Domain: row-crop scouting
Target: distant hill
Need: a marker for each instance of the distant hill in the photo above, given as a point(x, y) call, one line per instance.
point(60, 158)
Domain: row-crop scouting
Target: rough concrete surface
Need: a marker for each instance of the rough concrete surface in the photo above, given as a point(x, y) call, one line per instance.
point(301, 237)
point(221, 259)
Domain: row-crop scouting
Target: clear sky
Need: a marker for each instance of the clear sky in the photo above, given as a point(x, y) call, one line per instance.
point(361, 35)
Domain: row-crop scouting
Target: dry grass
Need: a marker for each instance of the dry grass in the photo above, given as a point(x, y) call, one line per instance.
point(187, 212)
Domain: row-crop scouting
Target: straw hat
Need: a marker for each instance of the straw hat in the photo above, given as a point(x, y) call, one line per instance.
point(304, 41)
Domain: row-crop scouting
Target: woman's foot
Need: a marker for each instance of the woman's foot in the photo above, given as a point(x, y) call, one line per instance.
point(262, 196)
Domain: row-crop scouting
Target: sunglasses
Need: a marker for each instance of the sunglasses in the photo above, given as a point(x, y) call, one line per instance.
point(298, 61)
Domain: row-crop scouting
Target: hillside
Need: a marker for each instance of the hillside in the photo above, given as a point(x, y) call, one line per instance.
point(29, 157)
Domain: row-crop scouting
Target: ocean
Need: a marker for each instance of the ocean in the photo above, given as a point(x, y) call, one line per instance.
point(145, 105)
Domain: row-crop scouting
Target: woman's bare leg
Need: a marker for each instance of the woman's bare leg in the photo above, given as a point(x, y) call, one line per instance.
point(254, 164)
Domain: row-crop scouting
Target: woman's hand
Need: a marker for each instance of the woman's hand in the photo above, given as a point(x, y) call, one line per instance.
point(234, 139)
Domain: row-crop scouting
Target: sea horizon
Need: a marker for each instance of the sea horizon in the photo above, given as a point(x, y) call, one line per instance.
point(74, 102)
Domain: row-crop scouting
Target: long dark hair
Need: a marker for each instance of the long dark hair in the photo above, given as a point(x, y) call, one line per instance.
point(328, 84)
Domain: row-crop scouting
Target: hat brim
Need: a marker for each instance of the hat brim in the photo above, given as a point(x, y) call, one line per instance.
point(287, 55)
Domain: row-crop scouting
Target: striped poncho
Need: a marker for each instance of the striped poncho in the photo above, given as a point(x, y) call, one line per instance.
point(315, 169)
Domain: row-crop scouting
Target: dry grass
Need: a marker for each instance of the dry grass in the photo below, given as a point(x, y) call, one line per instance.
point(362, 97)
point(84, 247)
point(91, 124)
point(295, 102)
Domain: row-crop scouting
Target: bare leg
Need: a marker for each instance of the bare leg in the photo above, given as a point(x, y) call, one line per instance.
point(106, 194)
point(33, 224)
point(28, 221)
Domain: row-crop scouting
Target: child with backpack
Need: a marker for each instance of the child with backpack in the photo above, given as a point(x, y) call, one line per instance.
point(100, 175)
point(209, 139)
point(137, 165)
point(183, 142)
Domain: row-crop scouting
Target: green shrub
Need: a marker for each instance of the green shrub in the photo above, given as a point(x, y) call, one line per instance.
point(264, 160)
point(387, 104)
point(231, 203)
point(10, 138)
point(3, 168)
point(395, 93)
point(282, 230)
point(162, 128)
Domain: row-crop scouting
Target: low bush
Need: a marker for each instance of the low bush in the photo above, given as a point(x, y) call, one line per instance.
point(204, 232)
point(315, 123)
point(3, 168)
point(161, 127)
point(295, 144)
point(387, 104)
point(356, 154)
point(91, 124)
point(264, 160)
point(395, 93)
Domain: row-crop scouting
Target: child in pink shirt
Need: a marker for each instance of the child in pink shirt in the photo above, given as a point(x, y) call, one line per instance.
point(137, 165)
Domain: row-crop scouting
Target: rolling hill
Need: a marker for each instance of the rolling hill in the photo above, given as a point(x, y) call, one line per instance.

______

> [Activity] A faithful, word-for-word transcription of the data above is required.

> [Response to this task]
Domain: row-crop scouting
Target: distant hill
Need: a marker for each instance of the distant hill in the photo above, given as a point(x, y) call, one line per instance.
point(60, 158)
Domain: row-crop scouting
Target: rough concrete surface
Need: a marker for each instance of the rough concrete surface in the photo above, given as a point(x, y) call, one line per instance.
point(301, 237)
point(221, 259)
Domain: row-crop scouting
Target: clear sky
Need: a marker for each instance of the clear sky in the photo above, given as a point(x, y) call, one line per instance.
point(361, 35)
Domain: row-crop scouting
Target: dry grass
Need: a marker for each instance of the dry grass in the photo above, given as a point(x, y) call, one line per instance.
point(187, 212)
Domain: row-crop scouting
Target: straw hat
Need: a marker for each instance of the straw hat in the photo above, given as a point(x, y) call, one line per instance.
point(304, 41)
Domain: row-crop scouting
Target: woman's foot
Need: a marker for each instance of the woman's foot in the photo above, given as a point(x, y) call, one line per instance.
point(262, 196)
Domain: row-crop scouting
Target: sunglasses
Need: a marker for each instance of the sunglasses in the photo above, given as a point(x, y) call, one line per instance.
point(298, 61)
Domain: row-crop scouting
Target: hillside
Need: a marker for each instance of the hillside in the photo above, given as a point(x, y) call, one line per instance.
point(29, 157)
Domain: row-crop scouting
Target: ocean
Need: a marker for each instance of the ocean in the photo above, given as a point(x, y) call, one line per instance.
point(145, 105)
Domain: row-crop scouting
Target: woman's bare leg
Need: a marker for each instance of the woman's bare leg in the photo above, given as a point(x, y) call, one line per instance.
point(254, 164)
Domain: row-crop scouting
Target: woman's hand
Need: a marker for each instance of the woman's hand in the photo above, given as a point(x, y) call, one line per instance.
point(234, 139)
Domain: row-crop scouting
Target: sea horizon
Need: a marker for each instance of the sea horizon in the photo above, given as a point(x, y) call, one line per instance.
point(74, 102)
Domain: row-crop scouting
Target: long dark hair
Need: a marker for each instance of the long dark hair in the photo above, given as a point(x, y) call, one line per instance.
point(328, 84)
Domain: row-crop scouting
Target: hat brim
Need: a marker for each instance of the hat brim in the photo above, given as a point(x, y) call, one line per instance.
point(287, 55)
Domain: row-crop scouting
Target: striped poncho
Need: a marker for each instance of the striped poncho in the photo above, given as a point(x, y) call, one line per instance.
point(315, 169)
Domain: row-crop scouting
Target: dry grass
Need: a marker for each instance of the dry grass in the photo below, given as a point(x, y) call, one line per instance.
point(362, 97)
point(84, 247)
point(91, 124)
point(295, 102)
Domain: row-crop scouting
Target: bare leg
Need: a marker for each instance of the bare leg in the photo above, given as a point(x, y) call, one line per instance.
point(106, 194)
point(33, 224)
point(28, 221)
Domain: row-crop scouting
Target: child with backpack
Need: a marker for each instance of the child with backpack in the photo above, given as a point(x, y) call, one line per instance.
point(100, 175)
point(209, 139)
point(137, 165)
point(183, 142)
Domain: row-crop scouting
Target: green shrub
Need: a marker for each instance of the green shrub in the photo above, given as a point(x, y) call, one line per instance.
point(264, 160)
point(387, 104)
point(231, 203)
point(10, 138)
point(3, 168)
point(395, 93)
point(282, 230)
point(162, 128)
Domain: row-crop scouting
Target: low bush
Need: a marker for each instance of the low bush in the photo above, given as a point(x, y) call, one line per instance.
point(204, 232)
point(315, 123)
point(3, 168)
point(161, 127)
point(295, 144)
point(387, 104)
point(356, 154)
point(91, 124)
point(264, 160)
point(395, 93)
Domain: row-crop scouting
Target: child in pink shirt
Need: a marker for each instance of the child in pink shirt in the photo above, given as a point(x, y) call, one line per instance.
point(137, 165)
Domain: row-crop scouting
Target: rolling hill
Need: a marker for each instance of the rolling hill in the photo above, given as a point(x, y) call, one line per instance.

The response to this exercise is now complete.